* WORK REQUIRED:
Print the whole listing exactly.

Named object pointing entries:
------------------------------------------------

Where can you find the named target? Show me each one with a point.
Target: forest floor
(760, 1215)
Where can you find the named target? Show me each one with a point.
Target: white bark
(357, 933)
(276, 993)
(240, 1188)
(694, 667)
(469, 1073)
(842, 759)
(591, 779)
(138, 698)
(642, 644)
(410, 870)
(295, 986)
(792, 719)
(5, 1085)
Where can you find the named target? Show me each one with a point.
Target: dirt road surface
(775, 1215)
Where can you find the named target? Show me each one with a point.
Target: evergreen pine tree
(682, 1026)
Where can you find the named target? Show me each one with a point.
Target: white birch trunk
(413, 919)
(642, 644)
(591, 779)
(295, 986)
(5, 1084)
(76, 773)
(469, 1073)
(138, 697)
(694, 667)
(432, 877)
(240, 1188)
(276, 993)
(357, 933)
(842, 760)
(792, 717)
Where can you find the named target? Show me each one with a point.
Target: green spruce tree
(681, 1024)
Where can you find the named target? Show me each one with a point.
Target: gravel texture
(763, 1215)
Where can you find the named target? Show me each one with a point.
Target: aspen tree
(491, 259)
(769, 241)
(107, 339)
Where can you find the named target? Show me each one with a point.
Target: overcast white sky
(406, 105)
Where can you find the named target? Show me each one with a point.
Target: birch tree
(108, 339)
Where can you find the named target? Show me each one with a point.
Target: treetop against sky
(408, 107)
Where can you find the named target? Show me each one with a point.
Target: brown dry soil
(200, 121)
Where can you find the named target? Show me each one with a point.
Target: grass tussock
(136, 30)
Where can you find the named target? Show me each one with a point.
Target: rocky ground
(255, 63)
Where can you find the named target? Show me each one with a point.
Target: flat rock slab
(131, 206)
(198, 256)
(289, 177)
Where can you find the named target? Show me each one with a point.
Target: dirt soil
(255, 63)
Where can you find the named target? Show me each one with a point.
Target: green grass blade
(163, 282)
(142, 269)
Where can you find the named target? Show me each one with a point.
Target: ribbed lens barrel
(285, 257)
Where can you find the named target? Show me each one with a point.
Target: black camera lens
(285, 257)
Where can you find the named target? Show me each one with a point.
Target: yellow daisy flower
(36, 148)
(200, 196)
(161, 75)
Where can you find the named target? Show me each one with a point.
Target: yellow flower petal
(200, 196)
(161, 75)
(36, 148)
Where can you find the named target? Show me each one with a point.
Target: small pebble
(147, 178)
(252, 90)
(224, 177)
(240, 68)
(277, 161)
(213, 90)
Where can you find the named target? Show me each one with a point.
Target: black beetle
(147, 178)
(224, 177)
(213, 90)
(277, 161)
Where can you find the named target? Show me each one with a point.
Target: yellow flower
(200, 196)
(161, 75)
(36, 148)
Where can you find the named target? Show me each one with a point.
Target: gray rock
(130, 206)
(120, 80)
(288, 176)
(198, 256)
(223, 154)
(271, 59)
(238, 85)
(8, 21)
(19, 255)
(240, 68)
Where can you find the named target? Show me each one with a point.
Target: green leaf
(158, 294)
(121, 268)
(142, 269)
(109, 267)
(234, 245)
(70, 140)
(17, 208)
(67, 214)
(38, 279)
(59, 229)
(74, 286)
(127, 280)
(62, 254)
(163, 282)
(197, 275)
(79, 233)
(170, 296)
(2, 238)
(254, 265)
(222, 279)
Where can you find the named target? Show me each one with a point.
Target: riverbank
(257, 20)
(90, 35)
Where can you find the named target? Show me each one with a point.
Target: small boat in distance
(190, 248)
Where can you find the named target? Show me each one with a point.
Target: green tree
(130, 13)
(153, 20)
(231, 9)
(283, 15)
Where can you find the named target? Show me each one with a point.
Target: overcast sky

------------------------------------------------

* EXERCISE OUTPUT:
Where can you find the named target? Show me each one with a point.
Target: forest floor
(760, 1215)
Where can you find the named target? Show me each one with a point.
Target: white bark
(357, 933)
(276, 993)
(240, 1188)
(694, 667)
(469, 1073)
(842, 759)
(591, 779)
(138, 698)
(642, 644)
(410, 870)
(295, 986)
(792, 719)
(5, 1085)
Where can you find the named target? Show me each one with a point.
Target: dirt road surface
(775, 1215)
Where can you find the named target? Show me each one with a point.
Target: evergreen pine tree
(682, 1026)
Where can you find the named target? Show me each one with a point.
Target: white birch trunk
(413, 919)
(642, 644)
(591, 779)
(295, 986)
(5, 1084)
(76, 773)
(469, 1073)
(138, 697)
(694, 667)
(432, 877)
(240, 1188)
(276, 993)
(357, 933)
(842, 760)
(792, 717)
Where can you find the named target? Show me each one with a point.
Target: green spruce tree
(681, 1024)
Where can you find the named target? Show me each one with a point.
Target: gravel texture
(763, 1215)
Where can you find the named target? Show me each one with a point.
Target: aspen tree
(491, 259)
(769, 241)
(107, 339)
Where can you find the named target? Show me each one with a point.
Target: overcast white sky
(406, 105)
Where can you find the named target? Show me each one with a point.
Target: birch tree
(108, 339)
Where can you find the named target? Show me each one with a point.
Target: treetop against sky
(408, 107)
Where can you find the named target? Show me each one with a point.
Target: brown dry soil
(200, 121)
Where can you find the named target? Show me each one with a point.
Target: grass tussock
(136, 30)
Where can you find the named target? Show me each one with a point.
Target: rocky ground
(255, 63)
Where can you find the named target? Show me each one with a point.
Target: flat rock slab
(131, 206)
(198, 256)
(289, 177)
Where can you find the named target? Show me each one with a point.
Target: dirt soil
(255, 63)
Where can you find the named target? Show me each one with a point.
Target: green grass blade
(163, 282)
(142, 269)
Where can you find the named target? Show me each one with a point.
Target: ribbed lens barrel
(285, 257)
Where can you find the named target? Show me each one with a point.
Target: black camera lens
(285, 257)
Where can you find the named target? Show me each one with a point.
Target: yellow daisy flower
(36, 148)
(200, 196)
(161, 75)
Where can you find the named target? Show me each one with a point.
Target: yellow flower petal
(200, 196)
(161, 75)
(36, 148)
Where can you find the named target? Show me each one with a point.
Target: small pebble
(147, 178)
(252, 90)
(224, 177)
(240, 68)
(277, 161)
(213, 90)
Where can you find the named target? Show me each one with a point.
Target: black beetle
(147, 178)
(224, 177)
(213, 90)
(277, 161)
Where can you find the named target? Show me each one with a point.
Target: yellow flower
(200, 196)
(161, 75)
(36, 148)
Where can you find the named target? Show me each one with a point.
Target: gray rock
(130, 206)
(120, 80)
(288, 176)
(198, 256)
(223, 154)
(271, 59)
(238, 85)
(8, 21)
(19, 255)
(240, 68)
Where can you find the named target? Show me each one with a point.
Target: green leaf
(158, 294)
(121, 268)
(142, 269)
(109, 267)
(234, 245)
(70, 140)
(17, 208)
(67, 214)
(38, 279)
(59, 229)
(74, 286)
(127, 280)
(62, 254)
(163, 282)
(197, 275)
(79, 233)
(170, 296)
(2, 238)
(254, 265)
(222, 279)
Where can you find the named target? Show me each one with a point.
Target: riverbank
(257, 20)
(90, 35)
Where can you find the named target? Show me each one with a point.
Target: small boat in distance
(190, 248)
Where can you find the named target? Show me each one with a point.
Target: green tree
(130, 13)
(153, 20)
(231, 9)
(283, 15)
Where can you find the named target? Show me each one with a point.
Target: overcast sky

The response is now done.